EXERCISES
(a) Extract the stretch of the article on the SEC's case against Musk from "U.S. President-elect Donald" through "Nov. 19, 2024.".
(b) List every dollar figure in the article on the SEC's case against Musk, and state what each one refers to.

An SEC spokesperson declined to comment “beyond the litigation release and the complaint, which is, literally, an actual case brought by the SEC.”

In a post on X after the complaint was filed, Musk called the SEC a “totally broken organization” that’s focusing “on s— like this when there are so many actual crimes that go unpunished.”

Musk is just a week away from having unparalleled influence in the White House, as President-elect Donald Trump’s second term begins on Jan. 20. Musk, who was a major financial backer of Trump in the latter stages of the campaign, is poised to lead an advisory group that will focus in part on reducing regulations, including those that affect Musk’s various companies.

U.S. President-elect Donald Trump and Elon Musk watch the launch of the sixth test flight of the SpaceX Starship rocket in Brownsville, Texas, on Nov. 19, 2024.

Brandon Bell | Via Reuters

In July, Trump vowed to fire SEC chairman Gary Gensler, whose term began in 2021 under President Joe Biden. After Trump’s election victory, Gensler announced that he would be resigning from his post instead. Trump plans to nominate Paul Atkins as the next chair of the SEC.

In a separate civil lawsuit concerning the Twitter deal, the Oklahoma Firefighters Pension and Retirement System sued Musk in 2022, accusing him of deliberately concealing his progressive investments in the social network and intent to buy the company. The pension fund’s attorneys argued that Musk, by failing to clearly disclose his investments, had influenced other shareholders’ decisions and put them at a disadvantage.

That case, Rasella v. Musk, was filed in April 2022 in a federal court in the Southern District of New York.

‘Unsuspecting public’

The SEC said in Tuesday’s complaint that Musk crossed the 5% ownership mark in his Twitter ownership in March 2022, and would have been required to disclose his holdings by March 24.

“On April 4, 2022, eleven days after a report was due, Musk finally publicly disclosed his beneficial ownership in a report with the SEC, disclosing that he had acquired over nine percent of Twitter’s outstanding stock,” the complaint says. “That day, Twitter’s stock price increased more than 27% over its previous day’s closing price.”

The SEC alleges that Musk spent over $500 million purchasing more Twitter shares during the time between the required disclosure and the day of his actual filing. That enabled him to buy stock from the “unsuspecting public at artificially low prices,” the complaint says. He “underpaid” Twitter shareholders by over $150 million during that period, according to the SEC.

In the complaint, the SEC said it’s seeking a jury trial and asks that Musk be forced to “pay disgorgement of his unjust enrichment” as well as a civil penalty.

The suit is the latest chapter in an almost three-year saga.

For a brief period in April 2022, after Musk’s ownership had been made public and it was known that he was the biggest shareholder, Musk was set to join Twitter’s board. However, he quickly abandoned that plan, telling the board he would not take a seat.

What followed was a six-month drama that began with Musk submitting an unsolicited bid in mid-April that was opposed by the board. Twitter’s board eventually accepted Musk’s offer later that month. Soon thereafter, Musk tried to back out, alleging that Twitter was misstating the number of “bots” on its service.

Musk ultimately closed the deal in October 2022, famously walking into Twitter’s office in San Francisco with a sink in his hands.

“Entering Twitter HQ – let that sink in!” Musk wrote, attaching a video of his entrance.

Musk has had other run-ins with the SEC.

In September 2018, the agency charged Musk with making “false and misleading” statements to investors when he announced via Twitter that he was considering taking Tesla private at $420 a share and had funding secured.

Tesla shares seesawed for weeks after that, and the deal never materialized. Musk and Tesla eventually agreed to a settlement, but revised it in 2019. Under those terms, Musk and Tesla each had to pay $20 million in fines, and Musk had to temporarily relinquish his role as chairman of the Tesla board.

In the latest complaint, the SEC didn’t allude to Musk’s prior civil securities fraud charges or settlement agreement.

DATA LINES
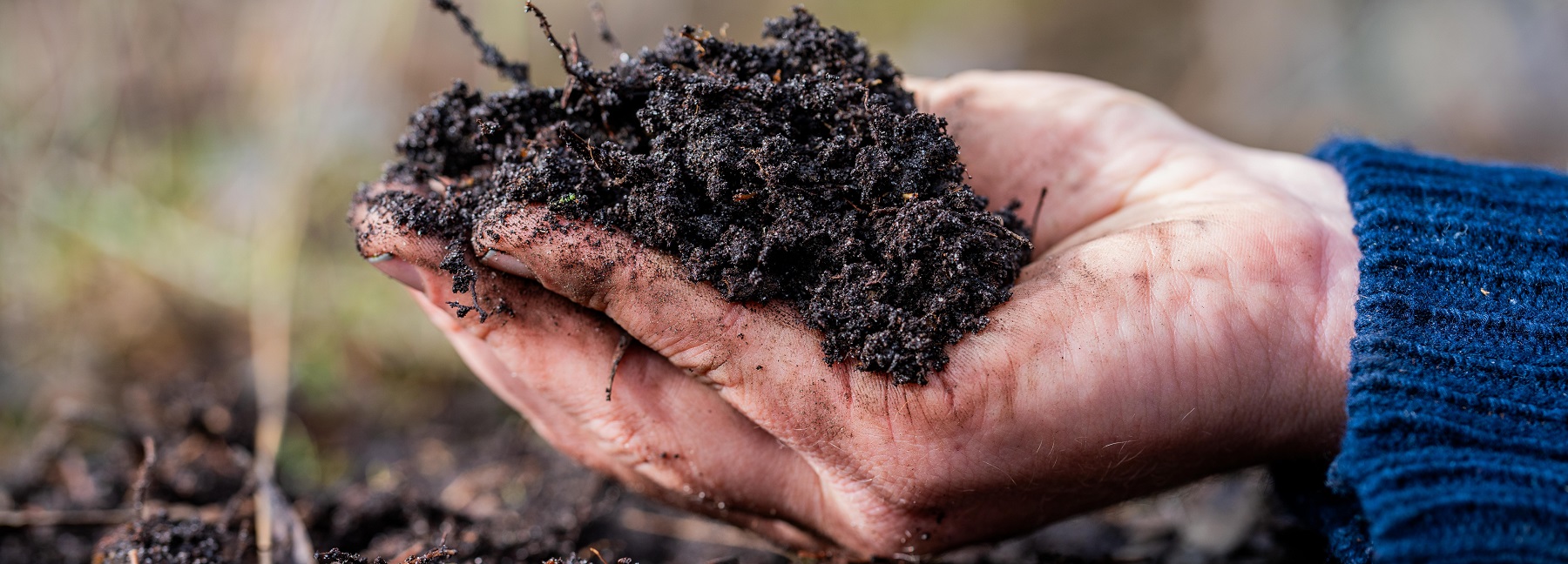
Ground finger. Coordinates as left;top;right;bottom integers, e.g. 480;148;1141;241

EXPECTED ANSWERS
(a)
U.S. President-elect Donald Trump and Elon Musk watch the launch of the sixth test flight of the SpaceX Starship rocket in Brownsville, Texas, on Nov. 19, 2024.

(b)
- Over $500 million: what the SEC says Musk spent buying more Twitter shares between the required disclosure date and his actual filing
- Over $150 million: the amount by which the SEC says Musk underpaid Twitter shareholders during that period
- $420 a share: the price at which Musk said in 2018 he was considering taking Tesla private
- $20 million: the fine that Musk and Tesla each had to pay under the revised 2019 settlement